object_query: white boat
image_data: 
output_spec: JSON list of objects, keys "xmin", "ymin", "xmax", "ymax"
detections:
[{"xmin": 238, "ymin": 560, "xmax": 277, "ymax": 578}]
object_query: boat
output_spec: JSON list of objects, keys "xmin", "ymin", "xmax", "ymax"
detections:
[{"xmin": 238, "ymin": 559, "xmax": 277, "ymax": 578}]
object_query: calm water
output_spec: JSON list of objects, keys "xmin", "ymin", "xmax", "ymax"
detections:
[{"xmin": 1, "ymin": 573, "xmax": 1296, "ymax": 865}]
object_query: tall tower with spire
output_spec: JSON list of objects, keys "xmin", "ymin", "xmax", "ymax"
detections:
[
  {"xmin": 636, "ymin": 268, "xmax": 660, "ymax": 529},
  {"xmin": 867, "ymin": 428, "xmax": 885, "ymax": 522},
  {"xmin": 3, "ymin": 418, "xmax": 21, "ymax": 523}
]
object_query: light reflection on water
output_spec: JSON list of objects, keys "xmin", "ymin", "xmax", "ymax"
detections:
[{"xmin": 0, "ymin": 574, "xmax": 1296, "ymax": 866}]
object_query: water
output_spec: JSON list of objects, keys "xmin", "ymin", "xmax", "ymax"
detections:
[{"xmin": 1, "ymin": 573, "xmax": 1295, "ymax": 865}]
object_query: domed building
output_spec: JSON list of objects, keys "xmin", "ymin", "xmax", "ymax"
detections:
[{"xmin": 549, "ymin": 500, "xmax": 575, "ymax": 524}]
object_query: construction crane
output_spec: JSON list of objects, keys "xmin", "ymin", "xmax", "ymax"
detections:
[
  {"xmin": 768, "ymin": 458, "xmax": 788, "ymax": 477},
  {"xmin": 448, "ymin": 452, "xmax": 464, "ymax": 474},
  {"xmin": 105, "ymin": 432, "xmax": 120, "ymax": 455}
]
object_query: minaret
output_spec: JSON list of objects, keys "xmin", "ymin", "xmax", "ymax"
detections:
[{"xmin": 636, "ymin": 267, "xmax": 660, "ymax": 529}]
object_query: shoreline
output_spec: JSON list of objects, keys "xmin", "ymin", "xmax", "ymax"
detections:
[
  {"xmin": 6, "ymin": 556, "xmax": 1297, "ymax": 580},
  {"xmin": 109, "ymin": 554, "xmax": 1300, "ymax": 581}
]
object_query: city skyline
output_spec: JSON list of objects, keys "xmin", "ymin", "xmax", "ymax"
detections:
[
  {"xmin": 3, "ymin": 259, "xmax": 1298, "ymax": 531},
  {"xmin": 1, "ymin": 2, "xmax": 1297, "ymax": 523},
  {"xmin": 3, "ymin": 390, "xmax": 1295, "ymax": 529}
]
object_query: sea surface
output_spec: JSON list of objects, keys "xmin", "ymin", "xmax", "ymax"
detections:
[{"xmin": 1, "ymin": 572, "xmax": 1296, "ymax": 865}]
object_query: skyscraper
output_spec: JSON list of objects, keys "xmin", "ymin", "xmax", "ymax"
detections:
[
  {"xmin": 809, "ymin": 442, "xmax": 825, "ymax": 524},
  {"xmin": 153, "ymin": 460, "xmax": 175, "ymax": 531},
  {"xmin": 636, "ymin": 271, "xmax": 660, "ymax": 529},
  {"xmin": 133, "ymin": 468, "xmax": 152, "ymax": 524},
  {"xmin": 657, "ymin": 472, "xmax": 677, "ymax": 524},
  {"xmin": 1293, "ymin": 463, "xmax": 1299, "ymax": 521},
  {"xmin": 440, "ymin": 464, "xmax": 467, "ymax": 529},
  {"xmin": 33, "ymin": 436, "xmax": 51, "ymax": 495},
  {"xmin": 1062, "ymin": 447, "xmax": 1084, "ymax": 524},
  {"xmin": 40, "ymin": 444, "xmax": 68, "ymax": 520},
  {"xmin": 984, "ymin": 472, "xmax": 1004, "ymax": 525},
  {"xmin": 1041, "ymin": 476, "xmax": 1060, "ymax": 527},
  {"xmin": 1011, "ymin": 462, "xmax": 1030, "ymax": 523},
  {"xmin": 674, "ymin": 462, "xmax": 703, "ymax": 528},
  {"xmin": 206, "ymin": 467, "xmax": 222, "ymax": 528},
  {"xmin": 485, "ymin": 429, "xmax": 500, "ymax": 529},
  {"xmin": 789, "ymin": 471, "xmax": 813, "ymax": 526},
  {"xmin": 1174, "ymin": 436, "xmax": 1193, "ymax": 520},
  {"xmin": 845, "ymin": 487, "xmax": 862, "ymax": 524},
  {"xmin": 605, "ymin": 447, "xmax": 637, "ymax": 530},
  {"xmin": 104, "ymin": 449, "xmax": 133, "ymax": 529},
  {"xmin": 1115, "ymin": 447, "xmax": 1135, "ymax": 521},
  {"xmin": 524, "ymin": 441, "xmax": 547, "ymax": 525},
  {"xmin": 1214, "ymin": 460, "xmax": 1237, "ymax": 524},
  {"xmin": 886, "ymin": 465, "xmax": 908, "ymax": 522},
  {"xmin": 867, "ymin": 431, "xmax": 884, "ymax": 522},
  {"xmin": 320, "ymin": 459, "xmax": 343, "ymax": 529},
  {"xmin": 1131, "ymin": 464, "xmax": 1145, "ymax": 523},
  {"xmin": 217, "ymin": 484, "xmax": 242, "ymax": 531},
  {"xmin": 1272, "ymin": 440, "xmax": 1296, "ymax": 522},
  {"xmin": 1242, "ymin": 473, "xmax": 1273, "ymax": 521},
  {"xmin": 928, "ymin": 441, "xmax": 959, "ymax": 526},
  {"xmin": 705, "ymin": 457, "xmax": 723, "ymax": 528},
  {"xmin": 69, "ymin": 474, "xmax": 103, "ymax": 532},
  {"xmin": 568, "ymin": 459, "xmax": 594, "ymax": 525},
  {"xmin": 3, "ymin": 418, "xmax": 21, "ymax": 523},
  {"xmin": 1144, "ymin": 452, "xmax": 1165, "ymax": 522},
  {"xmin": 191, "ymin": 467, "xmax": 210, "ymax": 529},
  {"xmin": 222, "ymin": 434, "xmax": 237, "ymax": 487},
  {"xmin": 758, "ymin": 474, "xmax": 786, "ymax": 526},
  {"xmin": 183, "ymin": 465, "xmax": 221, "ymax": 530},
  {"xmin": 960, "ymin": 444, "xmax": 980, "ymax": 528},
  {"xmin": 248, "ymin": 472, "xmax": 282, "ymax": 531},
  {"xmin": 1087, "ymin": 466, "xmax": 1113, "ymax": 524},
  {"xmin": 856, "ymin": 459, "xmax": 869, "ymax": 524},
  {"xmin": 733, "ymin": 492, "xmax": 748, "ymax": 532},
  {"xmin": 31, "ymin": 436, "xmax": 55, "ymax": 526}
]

==============================

**What you should do**
Could you set down every line above exactly as written?

**Response to this task**
object_query: white boat
image_data: 
output_spec: JSON list of objects, keys "xmin", "ymin", "xmax", "ymax"
detections:
[{"xmin": 238, "ymin": 560, "xmax": 277, "ymax": 578}]
object_query: boat
output_spec: JSON list of objects, keys "xmin", "ymin", "xmax", "ymax"
detections:
[{"xmin": 238, "ymin": 559, "xmax": 277, "ymax": 578}]
object_query: calm water
output_spec: JSON list of objects, keys "xmin", "ymin", "xmax", "ymax"
detections:
[{"xmin": 1, "ymin": 573, "xmax": 1296, "ymax": 865}]
object_query: tall tower with spire
output_spec: JSON list of objects, keys "xmin", "ymin", "xmax", "ymax"
detections:
[
  {"xmin": 636, "ymin": 268, "xmax": 660, "ymax": 529},
  {"xmin": 867, "ymin": 428, "xmax": 885, "ymax": 522},
  {"xmin": 3, "ymin": 418, "xmax": 21, "ymax": 523}
]
object_query: light reflection on water
output_spec: JSON list of objects, keys "xmin", "ymin", "xmax", "ymax"
detections:
[{"xmin": 0, "ymin": 574, "xmax": 1296, "ymax": 866}]
object_query: water
output_spec: JSON list of objects, keys "xmin", "ymin", "xmax", "ymax"
detections:
[{"xmin": 1, "ymin": 573, "xmax": 1295, "ymax": 865}]
object_query: domed building
output_spec: JSON list of objects, keys "xmin", "ymin", "xmax", "ymax"
detections:
[{"xmin": 549, "ymin": 500, "xmax": 575, "ymax": 524}]
object_query: construction crane
output_spec: JSON list of objects, keys "xmin", "ymin", "xmax", "ymax"
detections:
[
  {"xmin": 768, "ymin": 458, "xmax": 788, "ymax": 477},
  {"xmin": 448, "ymin": 452, "xmax": 464, "ymax": 474},
  {"xmin": 105, "ymin": 432, "xmax": 120, "ymax": 455}
]
object_query: minaret
output_spec: JSON list of objects, keys "xmin", "ymin", "xmax", "ymax"
detections:
[{"xmin": 636, "ymin": 267, "xmax": 660, "ymax": 529}]
object_query: shoreline
output_spec: JSON list of objects, keys "xmin", "ymin", "xmax", "ymax"
detections:
[
  {"xmin": 6, "ymin": 556, "xmax": 1297, "ymax": 580},
  {"xmin": 109, "ymin": 554, "xmax": 1300, "ymax": 581}
]
object_query: city skyline
output_spec: JSON list of objects, keys "xmin", "ymin", "xmax", "ymax"
detections:
[
  {"xmin": 3, "ymin": 259, "xmax": 1298, "ymax": 531},
  {"xmin": 1, "ymin": 2, "xmax": 1297, "ymax": 523},
  {"xmin": 3, "ymin": 390, "xmax": 1295, "ymax": 529}
]
object_query: sea surface
output_spec: JSON list of objects, keys "xmin", "ymin", "xmax", "ymax"
detections:
[{"xmin": 1, "ymin": 572, "xmax": 1296, "ymax": 865}]
object_query: skyscraper
output_spec: JSON list of objects, keys "xmin", "ymin", "xmax", "ymax"
detections:
[
  {"xmin": 809, "ymin": 442, "xmax": 825, "ymax": 524},
  {"xmin": 153, "ymin": 460, "xmax": 175, "ymax": 531},
  {"xmin": 636, "ymin": 271, "xmax": 660, "ymax": 529},
  {"xmin": 133, "ymin": 468, "xmax": 152, "ymax": 524},
  {"xmin": 657, "ymin": 472, "xmax": 677, "ymax": 524},
  {"xmin": 1293, "ymin": 463, "xmax": 1299, "ymax": 521},
  {"xmin": 440, "ymin": 464, "xmax": 467, "ymax": 529},
  {"xmin": 33, "ymin": 436, "xmax": 51, "ymax": 495},
  {"xmin": 1062, "ymin": 447, "xmax": 1084, "ymax": 524},
  {"xmin": 40, "ymin": 444, "xmax": 68, "ymax": 520},
  {"xmin": 984, "ymin": 472, "xmax": 1004, "ymax": 525},
  {"xmin": 1041, "ymin": 476, "xmax": 1060, "ymax": 527},
  {"xmin": 1011, "ymin": 462, "xmax": 1030, "ymax": 523},
  {"xmin": 674, "ymin": 462, "xmax": 703, "ymax": 528},
  {"xmin": 206, "ymin": 467, "xmax": 222, "ymax": 528},
  {"xmin": 485, "ymin": 429, "xmax": 500, "ymax": 529},
  {"xmin": 789, "ymin": 471, "xmax": 813, "ymax": 526},
  {"xmin": 1174, "ymin": 436, "xmax": 1193, "ymax": 520},
  {"xmin": 845, "ymin": 487, "xmax": 862, "ymax": 524},
  {"xmin": 605, "ymin": 447, "xmax": 637, "ymax": 530},
  {"xmin": 104, "ymin": 449, "xmax": 133, "ymax": 529},
  {"xmin": 1115, "ymin": 447, "xmax": 1135, "ymax": 521},
  {"xmin": 524, "ymin": 441, "xmax": 547, "ymax": 525},
  {"xmin": 1214, "ymin": 460, "xmax": 1237, "ymax": 524},
  {"xmin": 886, "ymin": 465, "xmax": 908, "ymax": 522},
  {"xmin": 867, "ymin": 431, "xmax": 884, "ymax": 522},
  {"xmin": 320, "ymin": 459, "xmax": 343, "ymax": 529},
  {"xmin": 1131, "ymin": 464, "xmax": 1145, "ymax": 523},
  {"xmin": 217, "ymin": 484, "xmax": 242, "ymax": 531},
  {"xmin": 1272, "ymin": 440, "xmax": 1296, "ymax": 522},
  {"xmin": 1242, "ymin": 473, "xmax": 1273, "ymax": 521},
  {"xmin": 928, "ymin": 441, "xmax": 959, "ymax": 526},
  {"xmin": 705, "ymin": 457, "xmax": 723, "ymax": 528},
  {"xmin": 69, "ymin": 474, "xmax": 103, "ymax": 532},
  {"xmin": 568, "ymin": 459, "xmax": 594, "ymax": 525},
  {"xmin": 3, "ymin": 418, "xmax": 21, "ymax": 523},
  {"xmin": 1144, "ymin": 452, "xmax": 1165, "ymax": 522},
  {"xmin": 191, "ymin": 467, "xmax": 210, "ymax": 529},
  {"xmin": 222, "ymin": 434, "xmax": 237, "ymax": 487},
  {"xmin": 758, "ymin": 474, "xmax": 786, "ymax": 526},
  {"xmin": 183, "ymin": 465, "xmax": 221, "ymax": 530},
  {"xmin": 960, "ymin": 444, "xmax": 980, "ymax": 528},
  {"xmin": 248, "ymin": 472, "xmax": 282, "ymax": 531},
  {"xmin": 1087, "ymin": 466, "xmax": 1113, "ymax": 524},
  {"xmin": 856, "ymin": 459, "xmax": 869, "ymax": 524},
  {"xmin": 733, "ymin": 492, "xmax": 748, "ymax": 532},
  {"xmin": 31, "ymin": 436, "xmax": 55, "ymax": 526}
]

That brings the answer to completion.